Document excerpt:
As can be seen in the accompanying editorial commentary for this edition, ncse is large and varied, containing well over 400,000 articles that originally appeared in roughly 3500 issues of six nineteenth-century periodicals. Published during a span of 84 years, materials within the corpus exist in numbered editions, and include supplements, wrapper materials and visual elements. A key challenge in creating a digital system for the management of such a body of material is to design and build appropriate and innovative tools to assist scholars in finding materials that support their research while challenging and enabling new and innovative approaches toward research.

In the past, notably on the Keyword project, the Centre for Computing in the Humanities (CCH) has investigated the use of computational linguistics techniques for the extraction of keywords from full-text content. The genesis of this work was the realization that a great deal of human effort and skill are required to add intellectual data such as keywords and abstracts to materials included in digital archives. 1 The benefits of doing so, however are clear; though full-text searching is useful in conducting 'known-item' searches, other kinds of metadata, including bibliographic description, keyword assignment, and the application of taxonomic structures to materials improve the precision of items returned (that is, their relevance to the research question at hand) and their recall, or the degree to which a search returns all relevant documents.

Given information:
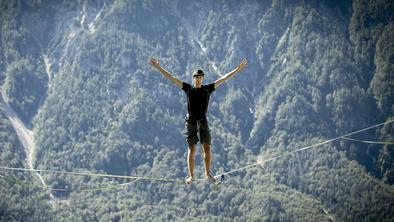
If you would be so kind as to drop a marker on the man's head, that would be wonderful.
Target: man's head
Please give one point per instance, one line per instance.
(197, 78)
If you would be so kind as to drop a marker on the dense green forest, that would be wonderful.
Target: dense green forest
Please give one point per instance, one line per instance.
(78, 95)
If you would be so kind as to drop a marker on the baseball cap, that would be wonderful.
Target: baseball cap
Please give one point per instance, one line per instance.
(198, 73)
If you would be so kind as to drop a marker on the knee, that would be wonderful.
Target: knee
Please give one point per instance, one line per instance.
(192, 150)
(206, 149)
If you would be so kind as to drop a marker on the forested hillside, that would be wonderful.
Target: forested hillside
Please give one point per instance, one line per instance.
(75, 80)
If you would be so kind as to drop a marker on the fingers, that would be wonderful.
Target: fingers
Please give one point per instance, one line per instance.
(154, 62)
(243, 63)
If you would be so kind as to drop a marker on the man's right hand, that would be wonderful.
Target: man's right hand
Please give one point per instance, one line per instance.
(155, 63)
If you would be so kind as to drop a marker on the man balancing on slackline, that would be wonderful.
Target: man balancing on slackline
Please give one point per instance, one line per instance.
(197, 129)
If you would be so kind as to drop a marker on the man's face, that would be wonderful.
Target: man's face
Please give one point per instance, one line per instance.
(198, 80)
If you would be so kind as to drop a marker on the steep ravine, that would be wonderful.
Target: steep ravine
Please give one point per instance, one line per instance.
(25, 135)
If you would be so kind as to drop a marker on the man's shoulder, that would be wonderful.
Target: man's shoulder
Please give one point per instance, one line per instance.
(186, 86)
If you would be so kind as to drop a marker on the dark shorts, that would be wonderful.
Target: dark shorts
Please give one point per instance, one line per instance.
(198, 131)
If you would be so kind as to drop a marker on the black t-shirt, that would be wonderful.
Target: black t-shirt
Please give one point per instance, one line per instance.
(197, 100)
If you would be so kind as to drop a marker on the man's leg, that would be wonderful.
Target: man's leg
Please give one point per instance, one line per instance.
(207, 161)
(190, 163)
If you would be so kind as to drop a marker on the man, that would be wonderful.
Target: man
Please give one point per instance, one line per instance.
(196, 121)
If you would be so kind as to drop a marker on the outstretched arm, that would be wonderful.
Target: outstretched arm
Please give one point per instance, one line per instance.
(155, 63)
(240, 67)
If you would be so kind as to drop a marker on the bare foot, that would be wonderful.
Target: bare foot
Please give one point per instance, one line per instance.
(210, 178)
(189, 180)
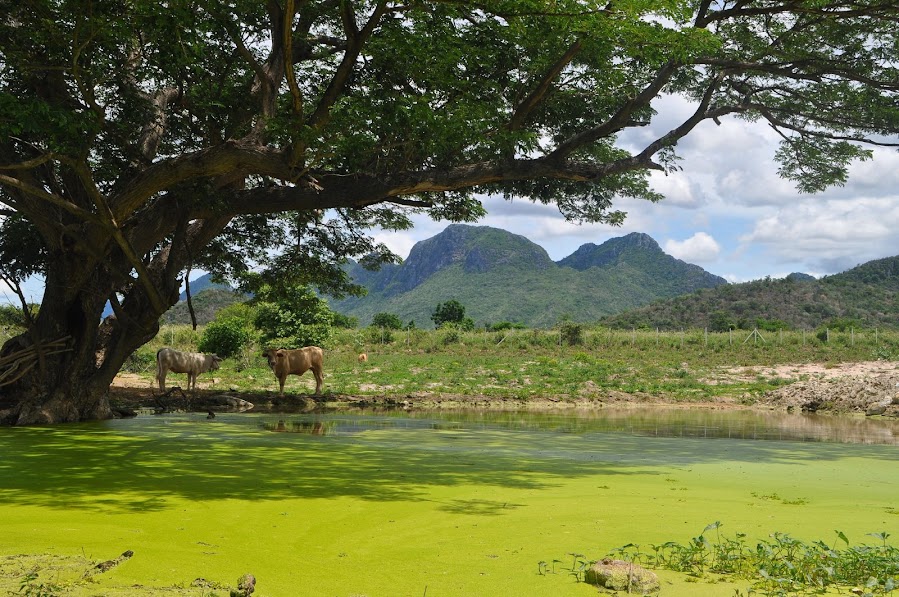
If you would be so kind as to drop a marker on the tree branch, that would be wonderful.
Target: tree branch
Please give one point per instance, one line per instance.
(355, 40)
(620, 119)
(536, 96)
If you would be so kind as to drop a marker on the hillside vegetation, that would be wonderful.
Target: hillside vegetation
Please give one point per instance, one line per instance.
(865, 296)
(500, 276)
(624, 283)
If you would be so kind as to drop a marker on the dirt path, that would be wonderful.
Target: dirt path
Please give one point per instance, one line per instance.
(869, 387)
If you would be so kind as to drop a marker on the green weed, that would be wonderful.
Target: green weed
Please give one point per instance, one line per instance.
(781, 565)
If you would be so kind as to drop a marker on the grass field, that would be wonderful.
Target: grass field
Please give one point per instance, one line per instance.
(684, 366)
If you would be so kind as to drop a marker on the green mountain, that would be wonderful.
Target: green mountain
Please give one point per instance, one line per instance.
(500, 276)
(867, 295)
(207, 297)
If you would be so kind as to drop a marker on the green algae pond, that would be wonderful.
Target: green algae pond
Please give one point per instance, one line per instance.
(428, 503)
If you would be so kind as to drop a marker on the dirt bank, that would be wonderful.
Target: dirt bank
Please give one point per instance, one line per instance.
(870, 387)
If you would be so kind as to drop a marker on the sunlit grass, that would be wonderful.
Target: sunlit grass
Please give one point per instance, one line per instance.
(522, 364)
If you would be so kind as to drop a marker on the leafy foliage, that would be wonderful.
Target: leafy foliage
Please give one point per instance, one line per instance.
(452, 311)
(390, 321)
(291, 316)
(225, 337)
(781, 565)
(142, 139)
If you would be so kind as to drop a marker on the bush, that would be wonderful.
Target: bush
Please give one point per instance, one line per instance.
(346, 322)
(380, 335)
(141, 361)
(294, 316)
(572, 334)
(224, 337)
(504, 325)
(387, 320)
(451, 311)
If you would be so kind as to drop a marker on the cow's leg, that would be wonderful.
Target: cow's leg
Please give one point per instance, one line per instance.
(319, 379)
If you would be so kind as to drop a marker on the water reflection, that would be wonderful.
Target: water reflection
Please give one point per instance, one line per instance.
(649, 421)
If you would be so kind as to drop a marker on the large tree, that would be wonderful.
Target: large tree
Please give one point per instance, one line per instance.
(139, 139)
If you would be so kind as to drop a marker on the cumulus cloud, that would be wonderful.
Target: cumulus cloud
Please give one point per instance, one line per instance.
(829, 235)
(699, 248)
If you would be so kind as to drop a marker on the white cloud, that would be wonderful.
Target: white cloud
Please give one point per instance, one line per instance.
(829, 235)
(699, 248)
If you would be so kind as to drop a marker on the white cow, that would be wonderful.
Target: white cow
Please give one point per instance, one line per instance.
(192, 363)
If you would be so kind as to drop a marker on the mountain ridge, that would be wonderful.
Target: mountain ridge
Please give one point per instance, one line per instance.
(501, 276)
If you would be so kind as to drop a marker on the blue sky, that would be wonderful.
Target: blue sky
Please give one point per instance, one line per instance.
(726, 210)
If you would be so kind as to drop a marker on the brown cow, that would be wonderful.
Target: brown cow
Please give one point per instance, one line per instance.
(284, 362)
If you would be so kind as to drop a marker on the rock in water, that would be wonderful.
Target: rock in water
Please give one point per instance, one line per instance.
(619, 575)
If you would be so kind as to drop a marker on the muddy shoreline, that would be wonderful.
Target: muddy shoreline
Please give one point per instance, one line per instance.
(864, 388)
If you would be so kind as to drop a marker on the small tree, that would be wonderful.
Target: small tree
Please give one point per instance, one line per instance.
(224, 337)
(292, 316)
(387, 320)
(721, 321)
(452, 312)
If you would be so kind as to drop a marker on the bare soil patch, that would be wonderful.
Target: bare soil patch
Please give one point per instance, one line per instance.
(870, 387)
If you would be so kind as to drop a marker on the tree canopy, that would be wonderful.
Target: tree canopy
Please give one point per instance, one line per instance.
(140, 139)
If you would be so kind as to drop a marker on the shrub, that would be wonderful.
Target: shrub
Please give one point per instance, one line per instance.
(451, 311)
(141, 360)
(380, 335)
(225, 337)
(387, 320)
(347, 322)
(572, 334)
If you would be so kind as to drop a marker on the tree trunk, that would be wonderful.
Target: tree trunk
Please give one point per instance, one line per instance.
(69, 358)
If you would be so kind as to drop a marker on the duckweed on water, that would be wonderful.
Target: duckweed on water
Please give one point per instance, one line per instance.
(781, 565)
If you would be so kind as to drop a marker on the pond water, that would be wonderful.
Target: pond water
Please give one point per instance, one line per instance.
(433, 503)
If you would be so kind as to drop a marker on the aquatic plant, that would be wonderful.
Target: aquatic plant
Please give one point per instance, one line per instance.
(781, 565)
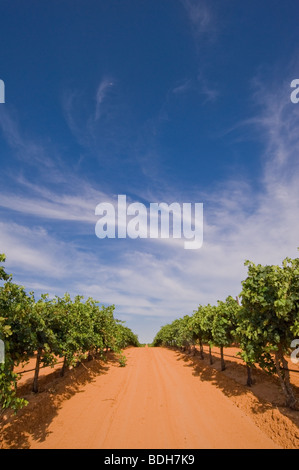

Problem requirements:
Reproduce the part of the ncse passage starting at "In the past, notably" and ending at "all relevant documents.", word for word.

Response to this task:
In the past, notably on the Keyword project, the Centre for Computing in the Humanities (CCH) has investigated the use of computational linguistics techniques for the extraction of keywords from full-text content. The genesis of this work was the realization that a great deal of human effort and skill are required to add intellectual data such as keywords and abstracts to materials included in digital archives. 1 The benefits of doing so, however are clear; though full-text searching is useful in conducting 'known-item' searches, other kinds of metadata, including bibliographic description, keyword assignment, and the application of taxonomic structures to materials improve the precision of items returned (that is, their relevance to the research question at hand) and their recall, or the degree to which a search returns all relevant documents.